Given instruction a - In the rows below, put everything from the start of the rows down to the line containing "Here the format" into a JSON list of strings with one string per line. Leave out blank lines.

Page extract -
——

- Developer: ICOM Simulations
- Publishers: Viacom New Media Sega (Sega CD)
- Director: Mike Plant
- Producer: David Marsh
- Designers: Anthony Sherman David Marsh Karl Roelofs Katherine Tootelian
- Programmer: Fred Allen
- Artist: Katherine Tootelian
- Writers: Anthony Sherman Andrew Greenberg William Bridges
- Composer: Byte-Size Sound
- Platforms: MS-DOS, Classic Mac OS, Sega CD, DVD
- Release: 1993
- Genre: Adventure
- Mode: Single-player

= Dracula Unleashed =

1993 video game

Dracula Unleashed is a video game created by ICOM Simulations and published in 1993 by Viacom New Media for MS-DOS, Mac, and Sega CD.

It was one of the earliest games to focus on full-motion video as an integral part of gameplay.

==Plot==
The player assumes the identity of a young Texas businessman named Alexander Morris, who has come to London during the winter of 1899 to research the strange surroundings involving his brother Quincey's death 10 years earlier. In the process, he meets an English woman named Annisette Bowen and becomes engaged to marry her.

Due largely to their "extremely close relationship", Quincey's good friend, Lord Arthur Holmwood, has proposed Alexander's induction into the mysterious and exclusive Hades Club. However, Alexander Morris soon discovers a part of his brother's life he had no knowledge of: Quincey Morris was part of a group which destroyed the legendary vampire, Count Dracula.

As Alexander Morris, the player must travel to specific locations in London at certain times with certain items gathered throughout Morris' travels in order to gather clues about the events which occur during the game and achieve victory over Dracula.

Alexander's inquires lead him to learn that a vampire known as the "bloofer lady" has been sighted in London, who he later identifies as a friend of Annisette whose husband was also a member of the Hades Club. Alexander and his allies manage to kill the bloofer lady at her funeral with a stake but discover that Dracula has kidnapped Annisette and taken her to the Hades Club which are revealed to be responsible for Dracula's resurrection. At the Club, Alexander learns that Dracula had killed Holmwood months before his arrival and has been impersonating him ever since. The Count attacks Annisette and Alexander until they manage to uncover several wall mounted crucifixes, causing the room to cave in and impale Dracula with a beam, destroying him.

==DVD==
In 2002, Infinite Ventures, Inc. released the game on DVD. The game is identical in play, but uses full-screen, DVD-quality video. It also has a "behind the scenes" featurette, as well as some audio bloopers.

There are some minor differences between the DVD version and the Sega CD and PC versions:
- The woodblock carving-style still graphics displayed as backgrounds in many locations and during several exposition scenes in the Sega CD version are not present in the DVD version.
- The Sega CD version had several different carriage driver phrases, spoken whenever the carriage was used to change locations. These are not present in the DVD version. However, some of the lines can still be heard being performed in the bloopers.

——

Given instruction b - According to the Dracula Unleashed article, which company released the game on DVD in 2002?

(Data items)
——

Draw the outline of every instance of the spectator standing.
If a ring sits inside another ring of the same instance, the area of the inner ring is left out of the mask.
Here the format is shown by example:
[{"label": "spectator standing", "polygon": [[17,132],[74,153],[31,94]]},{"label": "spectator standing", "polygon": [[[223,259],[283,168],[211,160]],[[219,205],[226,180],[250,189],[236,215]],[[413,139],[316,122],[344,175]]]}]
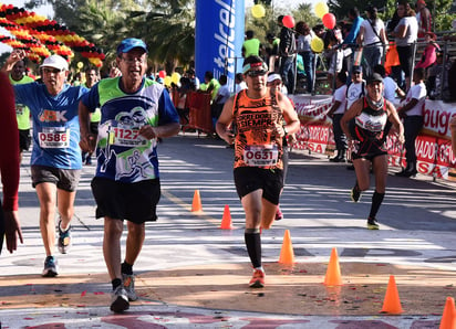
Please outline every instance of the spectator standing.
[{"label": "spectator standing", "polygon": [[384,49],[387,44],[385,25],[377,17],[376,7],[369,7],[366,10],[367,19],[361,22],[357,44],[363,49],[363,56],[367,63],[365,70],[370,75],[375,65],[383,61]]},{"label": "spectator standing", "polygon": [[332,106],[328,116],[332,118],[332,131],[334,134],[335,148],[338,156],[331,158],[332,162],[345,162],[346,136],[342,131],[341,118],[346,110],[346,73],[339,72],[335,78],[334,94],[332,96]]},{"label": "spectator standing", "polygon": [[364,19],[360,17],[360,11],[357,10],[356,7],[354,7],[349,10],[349,20],[352,22],[352,25],[350,28],[350,32],[343,38],[342,46],[344,49],[346,47],[351,49],[351,54],[350,55],[345,54],[346,56],[351,59],[350,63],[348,64],[348,71],[350,72],[350,75],[351,75],[352,66],[354,64],[356,65],[360,64],[360,63],[354,63],[354,53],[357,47],[357,44],[356,44],[357,33],[360,33],[361,23],[364,21]]},{"label": "spectator standing", "polygon": [[242,43],[242,57],[259,56],[261,43],[257,38],[253,38],[253,31],[246,32],[246,41]]},{"label": "spectator standing", "polygon": [[406,0],[398,2],[397,14],[401,20],[392,32],[392,35],[395,36],[401,70],[405,75],[405,89],[408,91],[411,86],[413,60],[415,57],[414,51],[418,24],[415,19],[415,12],[411,9]]},{"label": "spectator standing", "polygon": [[416,167],[416,150],[415,140],[418,137],[419,130],[423,128],[423,108],[426,100],[426,85],[424,84],[424,68],[415,68],[413,72],[414,85],[407,92],[405,102],[397,108],[397,114],[404,119],[405,130],[405,159],[407,166],[396,176],[415,177]]},{"label": "spectator standing", "polygon": [[[242,72],[248,88],[225,104],[217,134],[236,145],[235,184],[246,213],[245,241],[253,267],[249,286],[260,288],[265,286],[260,227],[270,229],[274,221],[283,188],[283,137],[297,132],[300,124],[288,97],[266,86],[268,66],[261,57],[247,57]],[[232,121],[236,136],[228,129]]]},{"label": "spectator standing", "polygon": [[391,76],[386,75],[385,67],[383,65],[375,65],[374,73],[379,73],[383,77],[383,97],[390,100],[394,106],[396,105],[396,96],[401,99],[405,97],[405,93],[400,88],[397,83]]},{"label": "spectator standing", "polygon": [[[0,151],[0,174],[3,189],[3,204],[0,201],[0,254],[3,240],[7,250],[12,253],[21,243],[22,231],[18,214],[19,191],[19,135],[14,110],[14,92],[8,82],[8,75],[0,72],[0,139],[3,140]],[[8,142],[6,142],[8,140]]]},{"label": "spectator standing", "polygon": [[247,89],[247,84],[243,81],[242,73],[236,73],[235,75],[235,94],[239,93],[240,91]]},{"label": "spectator standing", "polygon": [[268,33],[266,35],[266,40],[268,41],[268,46],[265,49],[266,62],[269,64],[269,70],[271,72],[279,72],[279,66],[277,65],[277,62],[279,59],[280,39],[274,36],[272,33]]},{"label": "spectator standing", "polygon": [[419,68],[427,68],[435,63],[437,60],[437,52],[441,51],[441,46],[437,44],[437,35],[433,32],[426,32],[424,38],[427,42],[426,47],[424,49],[423,55],[418,63],[416,63],[415,67]]},{"label": "spectator standing", "polygon": [[363,70],[355,65],[352,70],[352,79],[346,89],[346,109],[349,109],[354,102],[365,96],[365,79],[363,79]]},{"label": "spectator standing", "polygon": [[[33,78],[25,75],[25,61],[19,61],[12,67],[9,75],[12,85],[23,85],[33,82]],[[30,136],[30,109],[23,104],[15,104],[15,118],[19,129],[19,161],[22,162],[23,151],[28,151],[32,137]]]},{"label": "spectator standing", "polygon": [[294,93],[294,79],[296,79],[296,36],[293,30],[283,25],[283,15],[279,15],[277,22],[280,30],[280,43],[279,43],[279,54],[280,54],[280,75],[284,86],[288,89],[288,94]]},{"label": "spectator standing", "polygon": [[298,54],[302,56],[302,62],[304,64],[305,89],[308,94],[311,94],[313,92],[313,74],[315,71],[313,67],[314,54],[310,46],[312,42],[312,34],[310,33],[309,25],[303,21],[297,23],[296,30],[298,33],[297,51]]},{"label": "spectator standing", "polygon": [[[213,72],[206,71],[205,73],[205,92],[210,93],[210,99],[214,100],[217,96],[218,88],[220,84],[218,79],[214,77]],[[201,89],[201,86],[199,87]]]},{"label": "spectator standing", "polygon": [[[24,56],[24,51],[14,50],[2,71],[9,72]],[[46,254],[42,276],[54,277],[58,275],[54,257],[55,205],[60,215],[60,253],[66,254],[72,244],[71,220],[82,169],[77,104],[87,89],[66,84],[69,63],[62,56],[44,59],[40,68],[43,84],[30,83],[13,87],[15,102],[27,105],[33,119],[30,162],[32,184],[40,202],[40,231]]]},{"label": "spectator standing", "polygon": [[342,43],[342,33],[339,28],[330,30],[324,35],[324,45],[325,52],[324,55],[329,59],[328,67],[328,83],[331,88],[335,88],[335,76],[343,67],[343,49],[341,47]]},{"label": "spectator standing", "polygon": [[[383,78],[374,73],[369,78],[367,95],[357,99],[341,119],[342,130],[349,139],[352,151],[356,182],[351,191],[353,202],[359,202],[361,192],[369,189],[371,167],[375,176],[375,191],[372,195],[367,229],[379,230],[376,214],[386,191],[387,150],[384,138],[386,123],[391,121],[398,132],[398,141],[404,142],[404,127],[395,107],[383,97]],[[354,119],[354,131],[349,123]]]},{"label": "spectator standing", "polygon": [[[111,310],[122,312],[136,300],[133,265],[145,240],[145,223],[156,221],[160,197],[157,138],[179,131],[179,116],[163,85],[145,78],[147,47],[139,39],[117,46],[120,77],[102,79],[80,103],[81,147],[93,151],[92,180],[96,217],[104,217],[103,254],[112,284]],[[99,137],[90,134],[89,113],[101,105]],[[128,138],[127,138],[128,136]],[[127,221],[124,262],[121,237]]]},{"label": "spectator standing", "polygon": [[424,0],[416,1],[416,21],[418,22],[418,38],[424,38],[426,32],[432,32],[433,20]]}]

——

Complete output a -
[
  "Draw the outline of every instance of the spectator standing.",
  "If a ring sits inside another ring of the same instance, the area of the inner ring is left out of the mask.",
  "Here the format is shown by example:"
]

Complete output b - Infinite Ventures, Inc.